*** INPUT MATERIAL ***

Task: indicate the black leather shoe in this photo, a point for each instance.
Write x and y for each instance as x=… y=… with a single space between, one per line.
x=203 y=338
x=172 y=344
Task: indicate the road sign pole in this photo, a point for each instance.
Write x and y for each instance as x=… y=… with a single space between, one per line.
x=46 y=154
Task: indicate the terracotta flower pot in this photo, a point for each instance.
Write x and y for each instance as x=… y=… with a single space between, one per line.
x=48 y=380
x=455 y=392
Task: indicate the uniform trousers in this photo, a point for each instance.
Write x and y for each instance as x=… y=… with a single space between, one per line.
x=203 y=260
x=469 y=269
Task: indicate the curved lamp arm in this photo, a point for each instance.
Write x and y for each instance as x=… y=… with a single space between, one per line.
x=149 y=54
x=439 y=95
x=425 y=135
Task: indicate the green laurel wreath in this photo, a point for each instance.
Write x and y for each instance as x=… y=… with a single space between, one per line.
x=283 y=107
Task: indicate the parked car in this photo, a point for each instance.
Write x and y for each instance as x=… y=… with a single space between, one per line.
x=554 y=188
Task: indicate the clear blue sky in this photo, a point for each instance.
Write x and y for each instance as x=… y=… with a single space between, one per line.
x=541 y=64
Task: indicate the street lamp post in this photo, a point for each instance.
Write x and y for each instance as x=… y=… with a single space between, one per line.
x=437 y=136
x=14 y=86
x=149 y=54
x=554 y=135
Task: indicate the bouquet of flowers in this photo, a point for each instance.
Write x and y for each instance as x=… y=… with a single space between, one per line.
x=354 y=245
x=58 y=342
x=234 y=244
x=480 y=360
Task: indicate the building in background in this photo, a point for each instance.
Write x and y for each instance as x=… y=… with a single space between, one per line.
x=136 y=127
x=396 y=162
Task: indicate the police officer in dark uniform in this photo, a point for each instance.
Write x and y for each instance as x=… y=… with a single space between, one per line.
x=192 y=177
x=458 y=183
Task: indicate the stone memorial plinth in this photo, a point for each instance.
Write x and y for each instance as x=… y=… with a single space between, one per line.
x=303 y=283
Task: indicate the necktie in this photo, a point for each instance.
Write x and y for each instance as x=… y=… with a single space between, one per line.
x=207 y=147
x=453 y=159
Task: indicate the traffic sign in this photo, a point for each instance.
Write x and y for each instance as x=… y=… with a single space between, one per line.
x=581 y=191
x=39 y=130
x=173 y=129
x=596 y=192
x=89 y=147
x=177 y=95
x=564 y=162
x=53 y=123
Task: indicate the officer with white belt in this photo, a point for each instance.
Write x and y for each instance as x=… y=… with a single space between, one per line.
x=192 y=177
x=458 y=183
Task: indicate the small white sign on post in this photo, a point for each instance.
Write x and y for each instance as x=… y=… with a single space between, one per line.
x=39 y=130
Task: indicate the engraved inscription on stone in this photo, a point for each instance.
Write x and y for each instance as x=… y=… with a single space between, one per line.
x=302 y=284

***

Give the entries again in full, exactly as they are written.

**OUTPUT BELOW:**
Task: indicate the black leather shoe in this photo, a point for each instance.
Write x and y for each instance as x=… y=… with a single space between, one per line.
x=203 y=338
x=172 y=344
Task: indicate the road sign pole in this photo, a point for each instance.
Write x and y for each instance as x=… y=… with a single space between, one per line.
x=46 y=154
Task: indicate the terracotta flower pot in this photo, a point for each instance.
Write x and y for each instance as x=… y=… with a single space between, one per line.
x=48 y=380
x=455 y=392
Task: indicate the uniform trousers in this photo, a point for each instance.
Write x and y for each instance as x=… y=… with a single space between, one per line.
x=203 y=260
x=469 y=269
Task: indicate the curved lamp arm in this photo, a point for each instance.
Write x and y for each instance as x=… y=… with a single space between, one per line.
x=149 y=54
x=439 y=95
x=425 y=135
Task: indicate the green laurel wreath in this photo, a point for each instance.
Write x and y for each instance as x=… y=… with a single space between, one per line.
x=283 y=107
Task: indicate the parked car in this photo, a point for each instance.
Write x and y for each instance as x=… y=… with a single space between, one per line.
x=554 y=188
Task: indicate the clear blue sky in this photo, a point for each instance.
Write x and y for each instance as x=… y=… with a single space between, one per line.
x=541 y=64
Task: indicate the street lamp post in this photo, a point for each instance.
Write x and y for each instance as x=… y=… with a single space between, one per line.
x=437 y=136
x=14 y=86
x=149 y=54
x=554 y=135
Task: indicate the bouquet of flowers in this photo, a point for each instance.
Write x and y for each instance as x=… y=… with a single space between, one per line.
x=354 y=245
x=58 y=342
x=234 y=244
x=480 y=360
Task: indicate the building in background in this photo, a point for each instance.
Write x and y for each instance as x=… y=… with a single space between, one per line.
x=136 y=127
x=396 y=162
Task: indicate the police officer in dark uniform in this photo, a point for each instance.
Write x and y for each instance as x=… y=… with a single space between, one per line.
x=192 y=177
x=458 y=183
Task: indicate the stone memorial plinth in this photo, a point for each instance.
Write x and y for each instance as x=… y=… with a single space between, one per line.
x=303 y=283
Task: indicate the necktie in this photo, a point for each instance.
Write x and y for each instance as x=… y=… with a single space between, one per line.
x=207 y=147
x=453 y=159
Task: indicate the traffic sign in this photo, a point for each instance.
Write x and y for each instance as x=… y=… with a single space between, one per line.
x=581 y=191
x=39 y=130
x=173 y=129
x=596 y=192
x=89 y=147
x=177 y=95
x=564 y=162
x=53 y=123
Task: indicate the officer with white belt in this photo, a point for each instance.
Write x and y for each instance as x=… y=… with a single space between, one per line.
x=192 y=177
x=458 y=183
Task: indicate the small white sign on post in this photo, a point for each instance.
Write x and y for each instance as x=… y=… with a single space between, one per line.
x=39 y=130
Task: indicate the engraved inscription on stone in this photo, a point for each instance.
Write x and y for each instance as x=… y=… with a single space between, one per line.
x=302 y=284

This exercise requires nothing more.